▶ [Data records]:
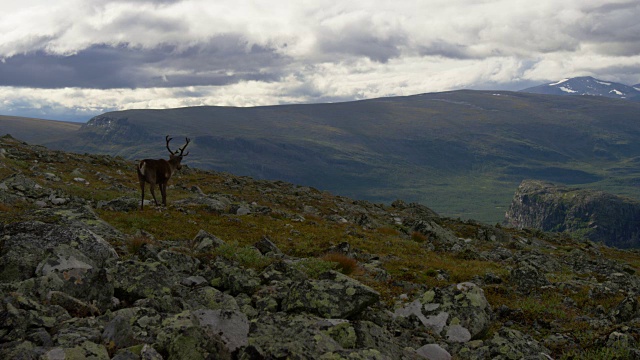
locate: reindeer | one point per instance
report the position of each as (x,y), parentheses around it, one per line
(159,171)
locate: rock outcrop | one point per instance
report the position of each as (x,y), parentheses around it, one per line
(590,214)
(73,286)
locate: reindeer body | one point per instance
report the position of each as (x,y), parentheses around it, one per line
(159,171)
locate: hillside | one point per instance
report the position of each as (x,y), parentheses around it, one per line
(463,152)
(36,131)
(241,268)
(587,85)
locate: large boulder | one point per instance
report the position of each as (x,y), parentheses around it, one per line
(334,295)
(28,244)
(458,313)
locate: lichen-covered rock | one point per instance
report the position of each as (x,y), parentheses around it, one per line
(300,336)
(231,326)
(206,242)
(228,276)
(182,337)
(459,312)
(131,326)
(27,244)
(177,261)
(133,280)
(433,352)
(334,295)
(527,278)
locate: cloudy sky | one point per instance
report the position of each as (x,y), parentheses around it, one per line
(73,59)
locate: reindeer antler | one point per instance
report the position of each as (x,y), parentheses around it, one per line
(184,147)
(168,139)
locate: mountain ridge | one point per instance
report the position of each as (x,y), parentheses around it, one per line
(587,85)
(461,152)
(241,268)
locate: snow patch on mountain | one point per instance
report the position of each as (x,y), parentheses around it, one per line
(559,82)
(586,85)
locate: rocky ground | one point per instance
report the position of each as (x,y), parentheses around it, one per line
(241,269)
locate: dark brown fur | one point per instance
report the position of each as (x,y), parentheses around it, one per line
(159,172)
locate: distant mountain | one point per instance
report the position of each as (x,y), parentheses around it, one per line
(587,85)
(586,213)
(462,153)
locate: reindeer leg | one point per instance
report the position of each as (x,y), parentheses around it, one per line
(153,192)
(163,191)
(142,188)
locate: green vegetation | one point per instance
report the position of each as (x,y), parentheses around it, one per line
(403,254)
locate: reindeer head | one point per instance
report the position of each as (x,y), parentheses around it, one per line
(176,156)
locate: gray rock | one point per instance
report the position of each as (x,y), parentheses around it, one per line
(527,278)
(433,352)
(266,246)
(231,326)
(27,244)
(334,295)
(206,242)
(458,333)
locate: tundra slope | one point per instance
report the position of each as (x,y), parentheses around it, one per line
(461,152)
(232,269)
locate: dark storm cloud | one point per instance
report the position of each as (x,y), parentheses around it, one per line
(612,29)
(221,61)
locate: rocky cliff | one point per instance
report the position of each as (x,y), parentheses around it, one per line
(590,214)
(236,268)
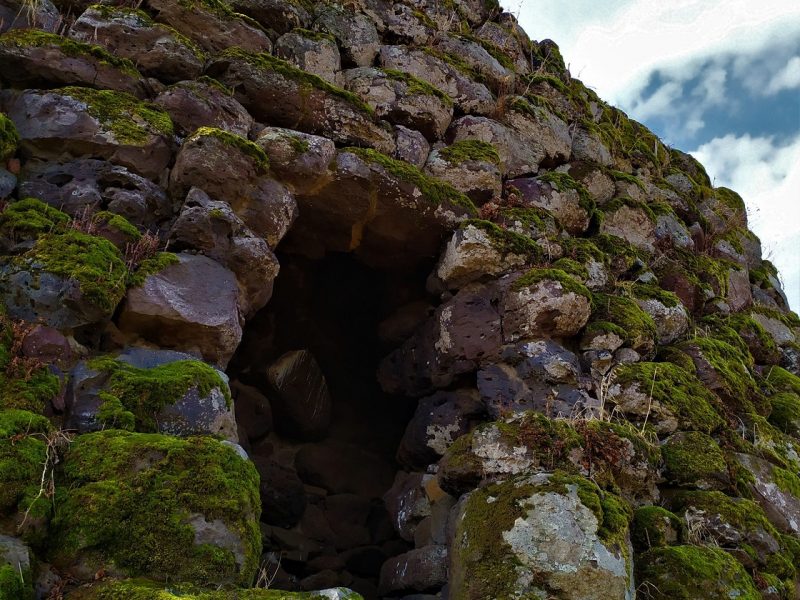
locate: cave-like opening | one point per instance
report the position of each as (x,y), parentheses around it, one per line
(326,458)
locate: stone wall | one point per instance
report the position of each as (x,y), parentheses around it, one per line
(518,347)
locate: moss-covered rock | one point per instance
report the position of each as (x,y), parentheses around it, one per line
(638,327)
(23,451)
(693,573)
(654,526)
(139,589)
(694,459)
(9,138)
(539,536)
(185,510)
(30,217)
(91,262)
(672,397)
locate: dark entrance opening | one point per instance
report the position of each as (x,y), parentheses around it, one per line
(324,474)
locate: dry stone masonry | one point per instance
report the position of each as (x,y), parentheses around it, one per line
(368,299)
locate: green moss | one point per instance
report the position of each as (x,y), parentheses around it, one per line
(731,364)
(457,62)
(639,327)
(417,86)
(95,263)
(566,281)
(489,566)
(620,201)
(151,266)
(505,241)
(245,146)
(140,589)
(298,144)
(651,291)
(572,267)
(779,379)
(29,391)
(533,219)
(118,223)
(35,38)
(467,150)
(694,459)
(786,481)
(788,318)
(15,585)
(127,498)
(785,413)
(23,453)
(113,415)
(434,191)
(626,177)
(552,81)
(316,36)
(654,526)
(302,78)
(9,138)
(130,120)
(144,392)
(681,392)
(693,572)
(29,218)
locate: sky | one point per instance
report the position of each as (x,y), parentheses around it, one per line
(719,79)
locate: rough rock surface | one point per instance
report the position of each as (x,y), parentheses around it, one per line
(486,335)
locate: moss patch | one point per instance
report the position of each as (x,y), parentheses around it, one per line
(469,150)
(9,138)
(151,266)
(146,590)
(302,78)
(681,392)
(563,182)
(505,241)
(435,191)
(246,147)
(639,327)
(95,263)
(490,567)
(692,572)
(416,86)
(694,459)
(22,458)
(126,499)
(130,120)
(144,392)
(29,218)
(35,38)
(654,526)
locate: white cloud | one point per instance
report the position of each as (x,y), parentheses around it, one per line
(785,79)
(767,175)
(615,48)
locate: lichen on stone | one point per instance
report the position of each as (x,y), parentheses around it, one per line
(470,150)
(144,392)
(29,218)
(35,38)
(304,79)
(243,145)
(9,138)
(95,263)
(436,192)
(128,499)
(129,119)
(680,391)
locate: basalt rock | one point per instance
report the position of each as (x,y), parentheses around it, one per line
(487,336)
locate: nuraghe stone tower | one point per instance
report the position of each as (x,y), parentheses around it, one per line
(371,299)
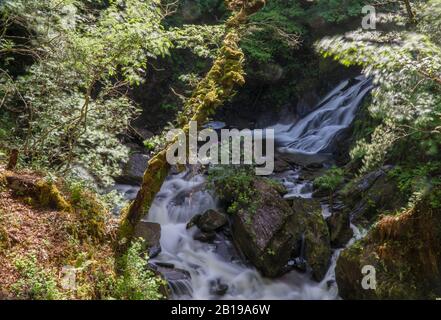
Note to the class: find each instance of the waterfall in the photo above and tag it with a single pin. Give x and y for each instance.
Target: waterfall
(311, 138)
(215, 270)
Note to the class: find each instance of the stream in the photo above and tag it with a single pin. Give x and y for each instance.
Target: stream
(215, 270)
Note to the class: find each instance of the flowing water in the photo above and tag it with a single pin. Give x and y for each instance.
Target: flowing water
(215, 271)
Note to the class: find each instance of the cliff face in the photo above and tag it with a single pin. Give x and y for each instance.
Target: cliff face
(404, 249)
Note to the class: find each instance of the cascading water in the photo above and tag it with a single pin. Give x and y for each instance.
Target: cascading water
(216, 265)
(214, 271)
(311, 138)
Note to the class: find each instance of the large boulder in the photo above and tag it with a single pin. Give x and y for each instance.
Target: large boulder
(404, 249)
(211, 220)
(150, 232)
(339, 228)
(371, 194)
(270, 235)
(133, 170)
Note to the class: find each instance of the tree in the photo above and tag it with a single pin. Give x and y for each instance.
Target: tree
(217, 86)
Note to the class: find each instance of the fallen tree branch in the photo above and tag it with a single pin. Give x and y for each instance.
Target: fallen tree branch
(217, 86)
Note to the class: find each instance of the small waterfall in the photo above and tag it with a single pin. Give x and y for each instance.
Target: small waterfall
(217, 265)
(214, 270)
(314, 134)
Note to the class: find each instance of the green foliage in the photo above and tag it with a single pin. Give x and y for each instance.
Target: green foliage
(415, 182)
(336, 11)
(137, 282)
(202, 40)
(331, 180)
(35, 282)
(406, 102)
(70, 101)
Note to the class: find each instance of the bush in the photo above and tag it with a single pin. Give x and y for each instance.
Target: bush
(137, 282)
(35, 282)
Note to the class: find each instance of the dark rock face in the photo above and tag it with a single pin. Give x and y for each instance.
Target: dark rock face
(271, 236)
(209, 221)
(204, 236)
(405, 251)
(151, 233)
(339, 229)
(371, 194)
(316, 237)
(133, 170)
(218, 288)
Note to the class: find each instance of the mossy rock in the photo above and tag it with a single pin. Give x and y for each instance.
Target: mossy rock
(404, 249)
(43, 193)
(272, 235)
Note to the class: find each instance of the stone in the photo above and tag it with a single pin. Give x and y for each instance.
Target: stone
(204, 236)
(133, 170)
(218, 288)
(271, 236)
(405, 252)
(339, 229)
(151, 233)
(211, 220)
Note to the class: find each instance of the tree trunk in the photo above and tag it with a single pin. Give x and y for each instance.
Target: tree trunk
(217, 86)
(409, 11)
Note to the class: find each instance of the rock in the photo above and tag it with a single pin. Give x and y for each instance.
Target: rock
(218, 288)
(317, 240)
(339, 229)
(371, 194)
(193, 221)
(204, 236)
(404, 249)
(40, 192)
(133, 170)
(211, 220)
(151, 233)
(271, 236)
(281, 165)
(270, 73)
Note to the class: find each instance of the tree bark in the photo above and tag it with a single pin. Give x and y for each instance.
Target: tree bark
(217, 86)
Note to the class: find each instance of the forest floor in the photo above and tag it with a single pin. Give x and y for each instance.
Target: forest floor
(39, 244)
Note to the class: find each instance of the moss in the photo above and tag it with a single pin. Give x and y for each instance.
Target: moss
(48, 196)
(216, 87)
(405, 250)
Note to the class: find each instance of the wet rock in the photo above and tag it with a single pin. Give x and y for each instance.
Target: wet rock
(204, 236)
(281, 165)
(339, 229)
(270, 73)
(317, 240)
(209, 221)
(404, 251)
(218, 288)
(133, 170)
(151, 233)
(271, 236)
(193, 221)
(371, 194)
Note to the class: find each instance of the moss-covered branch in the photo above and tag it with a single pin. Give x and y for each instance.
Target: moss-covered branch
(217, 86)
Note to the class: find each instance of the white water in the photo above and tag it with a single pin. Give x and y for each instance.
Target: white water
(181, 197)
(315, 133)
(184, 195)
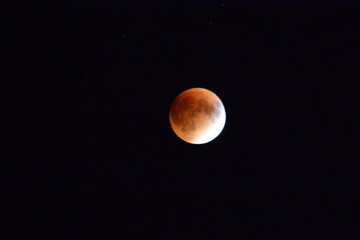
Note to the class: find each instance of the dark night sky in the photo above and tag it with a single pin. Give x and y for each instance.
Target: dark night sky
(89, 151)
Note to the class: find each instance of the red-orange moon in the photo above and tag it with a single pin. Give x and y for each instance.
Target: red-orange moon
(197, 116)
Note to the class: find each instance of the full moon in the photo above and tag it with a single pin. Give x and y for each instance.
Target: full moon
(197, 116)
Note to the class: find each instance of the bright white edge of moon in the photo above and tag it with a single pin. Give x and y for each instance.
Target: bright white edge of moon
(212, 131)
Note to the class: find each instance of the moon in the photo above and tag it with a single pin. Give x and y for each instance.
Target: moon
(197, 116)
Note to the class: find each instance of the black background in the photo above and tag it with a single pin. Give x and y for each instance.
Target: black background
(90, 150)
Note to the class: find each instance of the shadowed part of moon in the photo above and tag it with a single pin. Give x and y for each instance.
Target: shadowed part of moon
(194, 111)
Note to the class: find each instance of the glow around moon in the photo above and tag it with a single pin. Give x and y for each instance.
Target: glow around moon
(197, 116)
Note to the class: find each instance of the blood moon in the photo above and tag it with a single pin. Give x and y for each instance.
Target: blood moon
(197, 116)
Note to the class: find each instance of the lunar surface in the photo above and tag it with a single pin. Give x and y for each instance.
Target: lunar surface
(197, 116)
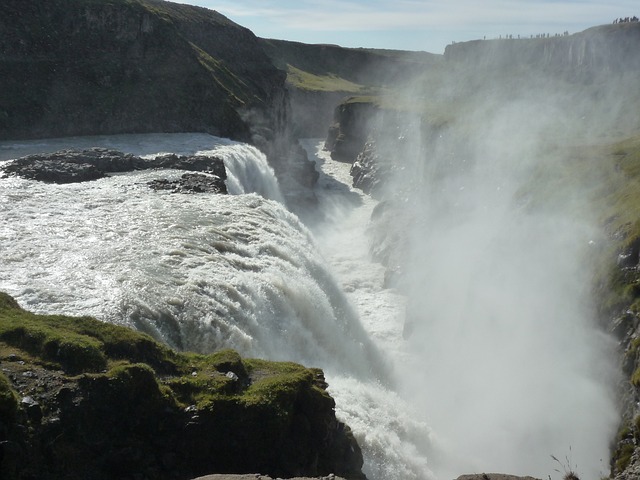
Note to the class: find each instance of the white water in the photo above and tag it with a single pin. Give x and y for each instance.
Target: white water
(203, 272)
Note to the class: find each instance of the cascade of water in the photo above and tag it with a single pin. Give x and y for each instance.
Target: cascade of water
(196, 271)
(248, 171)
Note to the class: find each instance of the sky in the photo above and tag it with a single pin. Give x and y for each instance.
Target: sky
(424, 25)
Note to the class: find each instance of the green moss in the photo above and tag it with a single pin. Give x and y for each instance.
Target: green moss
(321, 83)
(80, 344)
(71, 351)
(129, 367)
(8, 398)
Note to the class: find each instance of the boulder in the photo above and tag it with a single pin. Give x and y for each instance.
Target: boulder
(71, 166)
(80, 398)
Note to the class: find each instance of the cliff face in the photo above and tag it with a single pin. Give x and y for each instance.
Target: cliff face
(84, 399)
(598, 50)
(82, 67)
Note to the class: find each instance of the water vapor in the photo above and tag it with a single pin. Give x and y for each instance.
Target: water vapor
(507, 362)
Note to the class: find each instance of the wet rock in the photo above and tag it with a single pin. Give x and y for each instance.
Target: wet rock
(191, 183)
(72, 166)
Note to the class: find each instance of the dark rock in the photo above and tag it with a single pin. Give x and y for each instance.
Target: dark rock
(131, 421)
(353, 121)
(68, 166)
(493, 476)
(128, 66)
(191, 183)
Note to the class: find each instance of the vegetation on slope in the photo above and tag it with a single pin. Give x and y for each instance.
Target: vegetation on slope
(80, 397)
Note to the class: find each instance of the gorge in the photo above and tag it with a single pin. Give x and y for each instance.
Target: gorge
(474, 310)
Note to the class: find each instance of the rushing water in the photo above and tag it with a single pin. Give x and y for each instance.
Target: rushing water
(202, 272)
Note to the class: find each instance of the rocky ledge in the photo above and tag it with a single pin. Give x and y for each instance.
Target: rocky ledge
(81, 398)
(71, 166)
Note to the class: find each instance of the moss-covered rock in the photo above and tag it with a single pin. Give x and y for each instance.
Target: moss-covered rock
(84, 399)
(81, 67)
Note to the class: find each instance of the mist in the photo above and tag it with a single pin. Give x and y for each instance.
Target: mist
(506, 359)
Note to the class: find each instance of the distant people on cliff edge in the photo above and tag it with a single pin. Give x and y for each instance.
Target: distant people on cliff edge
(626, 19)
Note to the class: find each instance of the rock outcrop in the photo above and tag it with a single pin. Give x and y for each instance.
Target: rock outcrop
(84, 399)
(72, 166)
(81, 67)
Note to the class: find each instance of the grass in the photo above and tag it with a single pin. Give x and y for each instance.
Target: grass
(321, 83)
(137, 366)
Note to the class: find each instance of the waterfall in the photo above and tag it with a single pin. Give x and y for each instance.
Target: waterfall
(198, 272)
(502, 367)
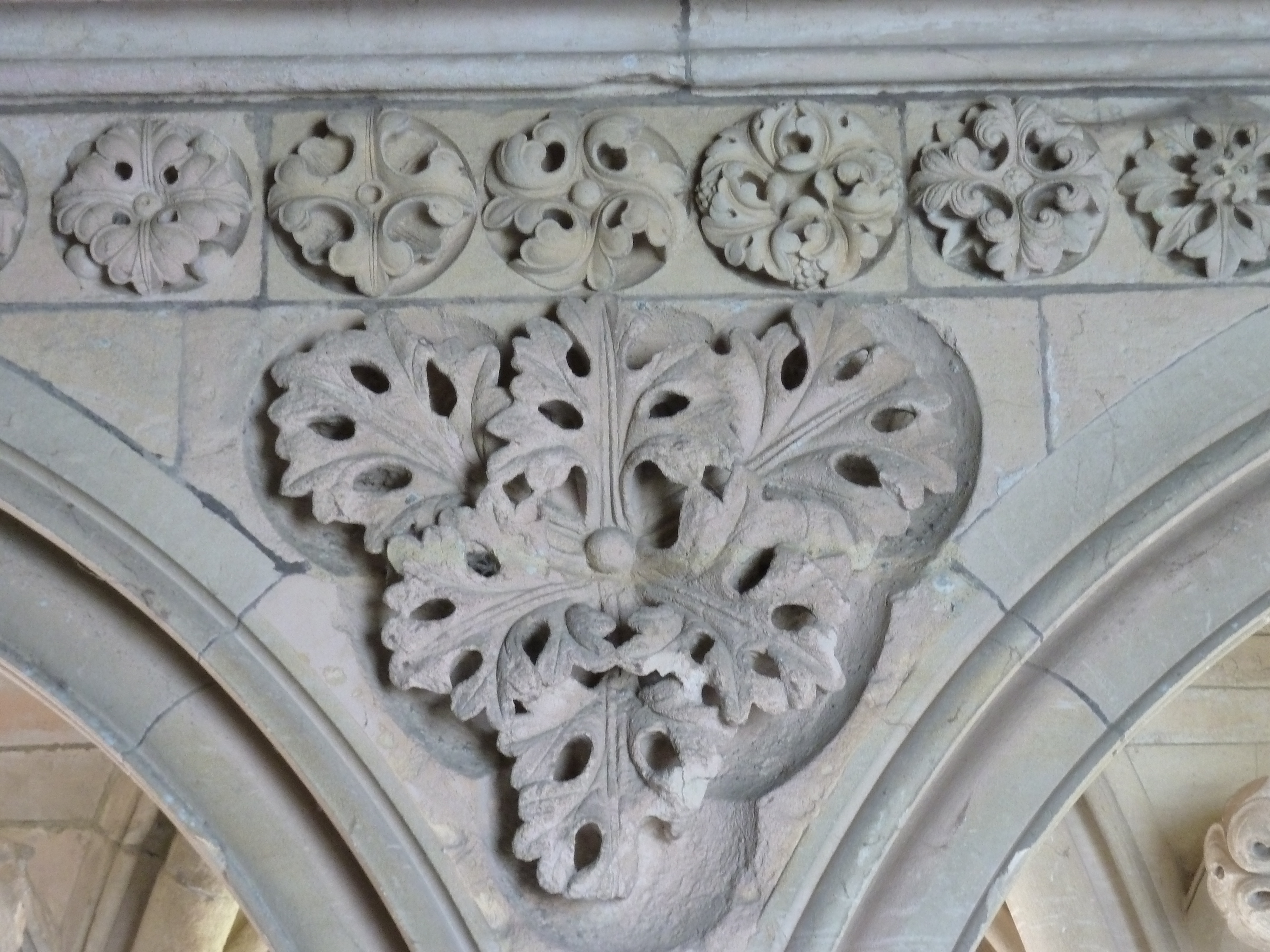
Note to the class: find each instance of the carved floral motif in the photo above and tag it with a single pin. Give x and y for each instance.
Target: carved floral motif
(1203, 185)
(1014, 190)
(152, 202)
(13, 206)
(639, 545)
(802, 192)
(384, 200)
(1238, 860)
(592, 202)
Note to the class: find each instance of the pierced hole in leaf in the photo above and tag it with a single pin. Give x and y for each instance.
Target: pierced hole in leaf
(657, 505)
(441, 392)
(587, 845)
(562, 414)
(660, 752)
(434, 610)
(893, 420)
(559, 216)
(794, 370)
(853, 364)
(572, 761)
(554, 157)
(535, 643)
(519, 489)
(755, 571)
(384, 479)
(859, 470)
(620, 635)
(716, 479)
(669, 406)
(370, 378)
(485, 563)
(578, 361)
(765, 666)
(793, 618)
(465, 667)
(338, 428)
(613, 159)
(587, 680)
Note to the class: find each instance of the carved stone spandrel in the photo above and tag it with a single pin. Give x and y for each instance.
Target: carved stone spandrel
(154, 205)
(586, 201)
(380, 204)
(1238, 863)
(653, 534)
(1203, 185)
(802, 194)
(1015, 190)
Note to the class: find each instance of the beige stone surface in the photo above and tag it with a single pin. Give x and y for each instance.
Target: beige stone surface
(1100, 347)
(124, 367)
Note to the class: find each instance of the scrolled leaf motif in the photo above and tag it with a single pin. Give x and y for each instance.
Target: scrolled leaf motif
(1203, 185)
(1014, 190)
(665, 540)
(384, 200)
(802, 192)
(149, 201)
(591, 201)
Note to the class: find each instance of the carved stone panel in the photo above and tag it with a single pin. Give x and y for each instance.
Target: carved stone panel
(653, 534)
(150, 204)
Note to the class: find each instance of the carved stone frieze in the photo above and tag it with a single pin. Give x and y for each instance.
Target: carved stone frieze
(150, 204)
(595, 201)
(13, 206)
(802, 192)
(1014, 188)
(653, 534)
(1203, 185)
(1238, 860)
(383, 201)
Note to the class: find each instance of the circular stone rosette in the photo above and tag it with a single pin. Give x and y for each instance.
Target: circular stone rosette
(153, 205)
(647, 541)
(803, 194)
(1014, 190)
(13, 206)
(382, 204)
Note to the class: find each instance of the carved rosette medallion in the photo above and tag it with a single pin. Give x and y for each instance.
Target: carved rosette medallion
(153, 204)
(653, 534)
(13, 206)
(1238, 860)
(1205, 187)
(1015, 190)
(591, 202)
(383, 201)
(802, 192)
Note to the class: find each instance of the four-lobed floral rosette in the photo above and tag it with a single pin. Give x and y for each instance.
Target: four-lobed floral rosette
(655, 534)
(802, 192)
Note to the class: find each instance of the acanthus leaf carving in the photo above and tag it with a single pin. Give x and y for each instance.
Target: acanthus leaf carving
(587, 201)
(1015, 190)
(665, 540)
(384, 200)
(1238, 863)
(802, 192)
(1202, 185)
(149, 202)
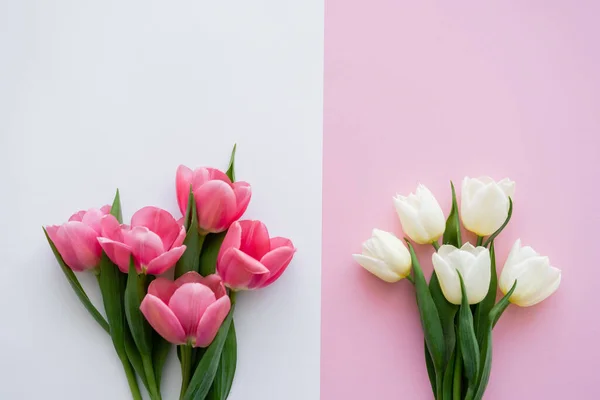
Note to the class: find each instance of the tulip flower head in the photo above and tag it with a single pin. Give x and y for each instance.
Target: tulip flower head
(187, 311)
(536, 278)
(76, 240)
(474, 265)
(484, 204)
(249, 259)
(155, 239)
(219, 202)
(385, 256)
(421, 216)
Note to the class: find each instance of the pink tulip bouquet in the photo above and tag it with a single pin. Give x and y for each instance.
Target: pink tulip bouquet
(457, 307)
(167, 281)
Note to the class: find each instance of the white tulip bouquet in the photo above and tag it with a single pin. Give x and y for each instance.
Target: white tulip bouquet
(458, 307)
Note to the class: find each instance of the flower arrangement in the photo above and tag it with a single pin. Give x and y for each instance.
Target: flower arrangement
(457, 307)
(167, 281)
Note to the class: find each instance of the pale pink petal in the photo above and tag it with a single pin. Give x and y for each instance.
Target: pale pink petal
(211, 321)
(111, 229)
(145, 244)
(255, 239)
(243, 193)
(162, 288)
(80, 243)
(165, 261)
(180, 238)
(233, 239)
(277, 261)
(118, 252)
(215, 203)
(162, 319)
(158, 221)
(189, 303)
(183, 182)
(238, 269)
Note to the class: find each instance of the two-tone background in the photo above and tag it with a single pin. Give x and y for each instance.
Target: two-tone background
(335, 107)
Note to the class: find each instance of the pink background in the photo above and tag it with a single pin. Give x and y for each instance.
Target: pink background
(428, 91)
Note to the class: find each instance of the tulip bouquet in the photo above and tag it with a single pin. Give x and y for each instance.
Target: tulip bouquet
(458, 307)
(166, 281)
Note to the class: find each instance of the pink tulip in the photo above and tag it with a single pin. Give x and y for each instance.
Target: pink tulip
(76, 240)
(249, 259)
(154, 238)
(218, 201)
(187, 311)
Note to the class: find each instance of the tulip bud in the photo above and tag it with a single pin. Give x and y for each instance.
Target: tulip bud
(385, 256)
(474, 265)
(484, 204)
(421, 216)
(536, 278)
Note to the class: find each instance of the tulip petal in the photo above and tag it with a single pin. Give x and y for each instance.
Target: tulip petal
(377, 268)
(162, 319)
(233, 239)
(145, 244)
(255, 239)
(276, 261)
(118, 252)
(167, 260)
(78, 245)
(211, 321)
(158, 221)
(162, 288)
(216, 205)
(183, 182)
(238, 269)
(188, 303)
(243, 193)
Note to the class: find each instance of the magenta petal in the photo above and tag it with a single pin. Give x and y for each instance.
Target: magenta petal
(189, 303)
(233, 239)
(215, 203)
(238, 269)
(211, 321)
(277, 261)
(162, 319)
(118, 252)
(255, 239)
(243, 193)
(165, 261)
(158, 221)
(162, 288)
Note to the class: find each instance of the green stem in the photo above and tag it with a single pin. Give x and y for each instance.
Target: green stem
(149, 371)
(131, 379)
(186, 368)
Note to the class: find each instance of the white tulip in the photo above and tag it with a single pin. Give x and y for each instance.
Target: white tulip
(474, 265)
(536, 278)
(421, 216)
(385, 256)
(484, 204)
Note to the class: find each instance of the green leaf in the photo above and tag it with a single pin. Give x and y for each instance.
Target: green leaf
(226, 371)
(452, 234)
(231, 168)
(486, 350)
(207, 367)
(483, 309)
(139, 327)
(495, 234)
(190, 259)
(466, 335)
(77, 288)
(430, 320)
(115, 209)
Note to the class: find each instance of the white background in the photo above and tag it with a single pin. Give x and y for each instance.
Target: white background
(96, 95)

▶ [Try it]: Each line in which the string "lichen" is found must be copied from the data.

▶ [Response]:
locate: lichen-covered rock | one point per instance
locate: lichen on stone | one point per instance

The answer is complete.